What the task asks: Please rescale the material from its start through the line holding "[268, 194, 296, 211]", inclusive, repeating every line but multiplying each bounding-box coordinate by 2.3 and rounding to whole numbers, halves up. Return only those lines, without the pictures.

Stored data:
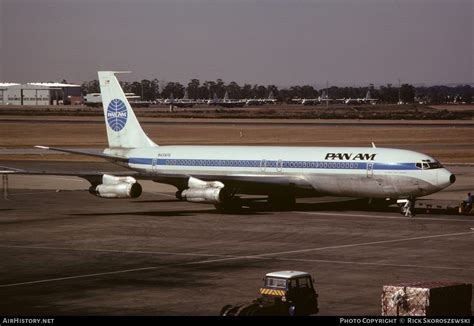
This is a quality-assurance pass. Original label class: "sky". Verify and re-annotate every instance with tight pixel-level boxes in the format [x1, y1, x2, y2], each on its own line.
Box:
[0, 0, 474, 87]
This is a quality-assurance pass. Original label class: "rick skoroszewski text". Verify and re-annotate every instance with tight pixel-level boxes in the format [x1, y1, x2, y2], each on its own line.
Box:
[339, 317, 471, 325]
[0, 317, 54, 326]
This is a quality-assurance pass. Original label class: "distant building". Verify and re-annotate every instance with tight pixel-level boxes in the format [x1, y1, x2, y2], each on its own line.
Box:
[0, 83, 81, 105]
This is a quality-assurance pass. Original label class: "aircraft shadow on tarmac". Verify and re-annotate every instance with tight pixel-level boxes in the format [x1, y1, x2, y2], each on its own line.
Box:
[69, 199, 457, 217]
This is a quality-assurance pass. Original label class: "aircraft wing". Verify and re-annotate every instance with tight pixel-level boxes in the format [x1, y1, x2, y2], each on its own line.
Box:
[35, 145, 128, 162]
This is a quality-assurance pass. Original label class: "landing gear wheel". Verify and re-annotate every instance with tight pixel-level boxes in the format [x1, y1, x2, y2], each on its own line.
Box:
[214, 198, 242, 214]
[268, 194, 296, 211]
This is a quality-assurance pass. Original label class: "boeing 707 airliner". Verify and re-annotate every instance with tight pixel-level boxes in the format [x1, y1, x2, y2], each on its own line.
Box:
[22, 71, 456, 215]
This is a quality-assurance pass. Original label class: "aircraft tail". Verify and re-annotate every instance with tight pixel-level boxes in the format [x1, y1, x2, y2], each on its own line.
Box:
[98, 71, 158, 148]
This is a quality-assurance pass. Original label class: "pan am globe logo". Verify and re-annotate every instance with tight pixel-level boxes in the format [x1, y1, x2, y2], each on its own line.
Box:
[107, 98, 128, 131]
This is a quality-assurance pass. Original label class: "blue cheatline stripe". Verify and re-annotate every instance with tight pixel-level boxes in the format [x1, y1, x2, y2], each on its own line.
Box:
[128, 157, 420, 170]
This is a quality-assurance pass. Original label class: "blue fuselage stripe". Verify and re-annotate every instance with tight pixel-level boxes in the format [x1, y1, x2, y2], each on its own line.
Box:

Exercise result:
This is a quality-assurance pass. Original label class: "sky". Verify and re-annotate every instance with tight pixel-level boxes in the format [x1, y1, x2, y2], each on its own line.
Box:
[0, 0, 1090, 200]
This is a quality-assurance pass. Original label class: "rick skoroszewski text". Verify and re-annotate every instance with tight pixel-level boxes in the format [x1, y1, x2, y2], each on its own line.
Box:
[780, 729, 1083, 748]
[0, 729, 124, 750]
This is a quality-assurance pass. Original label class: "distant building". Verify and re-annotate every instance with tight pixel-level boxes in the format [x1, y1, x2, y2], each on its own line.
Box:
[0, 191, 186, 242]
This is a quality-assurance pass. Original label class: "aircraft shadow on tarmac". Verify and re-annotate every instance with tight pixel-level boxes in the format [x1, y1, x2, y2], each on its own line.
Box:
[159, 458, 1051, 499]
This is a quality-assurance pass. Original label class: "aircraft wing". Verify and re-annotate every instance with tight pixel-level boxes in the format [x1, y1, x2, y2], each on its own line.
Box:
[81, 334, 294, 373]
This is a quality-assurance pass. Original label class: "landing gear wheel". Verify and re-annotate every instance with tight pixel-level boxes in the format [x1, y1, x2, y2], each on its own line.
Box:
[492, 455, 557, 492]
[616, 446, 681, 485]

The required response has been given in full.